→ Written request: Transcribe word for word the lines spanning the line with "Which spot sits on each instance of the mountain" through the end of the records.
--- start of The input ---
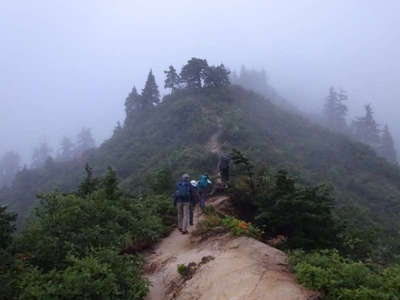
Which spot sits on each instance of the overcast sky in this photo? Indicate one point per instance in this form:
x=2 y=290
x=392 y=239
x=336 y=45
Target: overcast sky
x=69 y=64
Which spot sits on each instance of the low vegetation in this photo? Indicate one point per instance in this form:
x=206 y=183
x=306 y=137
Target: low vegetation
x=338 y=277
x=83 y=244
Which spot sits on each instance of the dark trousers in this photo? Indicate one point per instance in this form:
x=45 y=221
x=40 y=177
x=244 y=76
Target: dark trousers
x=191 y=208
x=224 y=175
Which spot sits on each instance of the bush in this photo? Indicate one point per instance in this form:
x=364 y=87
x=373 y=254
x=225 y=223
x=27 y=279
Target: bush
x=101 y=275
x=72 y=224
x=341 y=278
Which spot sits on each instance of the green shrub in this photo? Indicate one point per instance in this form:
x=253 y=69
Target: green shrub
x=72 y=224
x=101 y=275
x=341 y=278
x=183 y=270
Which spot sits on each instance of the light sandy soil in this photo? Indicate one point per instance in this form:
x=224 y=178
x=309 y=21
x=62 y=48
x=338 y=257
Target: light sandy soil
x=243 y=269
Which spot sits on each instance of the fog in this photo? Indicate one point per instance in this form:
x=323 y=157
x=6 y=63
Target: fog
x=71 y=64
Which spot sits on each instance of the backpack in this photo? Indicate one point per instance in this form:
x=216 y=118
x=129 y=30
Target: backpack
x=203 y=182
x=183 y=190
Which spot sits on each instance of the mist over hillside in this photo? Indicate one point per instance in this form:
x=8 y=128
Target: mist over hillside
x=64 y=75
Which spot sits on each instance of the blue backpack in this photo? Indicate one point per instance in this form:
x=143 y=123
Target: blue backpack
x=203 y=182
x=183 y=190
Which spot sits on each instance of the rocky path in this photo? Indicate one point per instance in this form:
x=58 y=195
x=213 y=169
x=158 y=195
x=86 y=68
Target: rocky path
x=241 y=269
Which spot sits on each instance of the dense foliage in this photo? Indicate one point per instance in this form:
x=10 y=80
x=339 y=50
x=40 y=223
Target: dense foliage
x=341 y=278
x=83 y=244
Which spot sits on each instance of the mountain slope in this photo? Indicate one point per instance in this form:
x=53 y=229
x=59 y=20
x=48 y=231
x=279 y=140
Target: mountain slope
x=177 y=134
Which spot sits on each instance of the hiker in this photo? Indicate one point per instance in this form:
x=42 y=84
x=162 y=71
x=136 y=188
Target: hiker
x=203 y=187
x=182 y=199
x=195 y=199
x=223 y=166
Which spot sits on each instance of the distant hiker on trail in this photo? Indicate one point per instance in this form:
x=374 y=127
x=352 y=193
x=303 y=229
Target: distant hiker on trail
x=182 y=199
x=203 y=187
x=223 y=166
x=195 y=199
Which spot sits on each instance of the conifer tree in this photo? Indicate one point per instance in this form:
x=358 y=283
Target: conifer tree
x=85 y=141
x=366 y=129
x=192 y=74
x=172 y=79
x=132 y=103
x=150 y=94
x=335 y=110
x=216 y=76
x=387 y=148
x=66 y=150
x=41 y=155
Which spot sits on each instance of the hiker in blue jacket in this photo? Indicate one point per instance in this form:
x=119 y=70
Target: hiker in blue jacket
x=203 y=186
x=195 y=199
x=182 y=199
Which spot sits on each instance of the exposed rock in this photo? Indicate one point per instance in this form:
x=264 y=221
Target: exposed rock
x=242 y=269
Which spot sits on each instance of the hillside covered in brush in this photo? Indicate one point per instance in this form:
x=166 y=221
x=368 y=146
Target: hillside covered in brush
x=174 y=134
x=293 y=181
--- end of The input ---
→ Solution:
Which spot sits on each instance of the mountain slope in this photo? Indicate one point per instance in this form:
x=53 y=229
x=59 y=20
x=48 y=231
x=279 y=140
Target: mountain slope
x=177 y=134
Which spot sits on each instance of the hiker in this photo? Indicate one point per instance in this form:
x=42 y=84
x=162 y=71
x=136 y=188
Target: hiker
x=203 y=187
x=182 y=199
x=195 y=199
x=223 y=166
Which spot sits on each instance of the distant hiker on trail in this photo? Indicate one point per instance in this form:
x=374 y=127
x=352 y=193
x=303 y=229
Target: distant hiker on trail
x=182 y=199
x=203 y=187
x=223 y=166
x=195 y=199
Which spot sits on each instance of the conifer tree in this photo? Indicate one point per instance in this form:
x=358 y=283
Target: conifer tree
x=85 y=141
x=366 y=129
x=192 y=74
x=172 y=79
x=132 y=103
x=150 y=94
x=335 y=110
x=216 y=76
x=387 y=148
x=66 y=150
x=41 y=155
Which spot sits on each instance of the hiker in blue jacket in this photo? Indicate one point per instance in this form:
x=119 y=70
Target: hiker in blue jacket
x=203 y=186
x=195 y=199
x=182 y=199
Which spot sits on each instance of the exposed rock in this photo? Indicate one point per instance in this form:
x=264 y=221
Target: exposed rock
x=242 y=269
Which spot sits on each instance of the hillside covered in brush in this photo? Indicate one point per instance in this form:
x=166 y=221
x=368 y=146
Target: hillside covered in brush
x=174 y=134
x=293 y=181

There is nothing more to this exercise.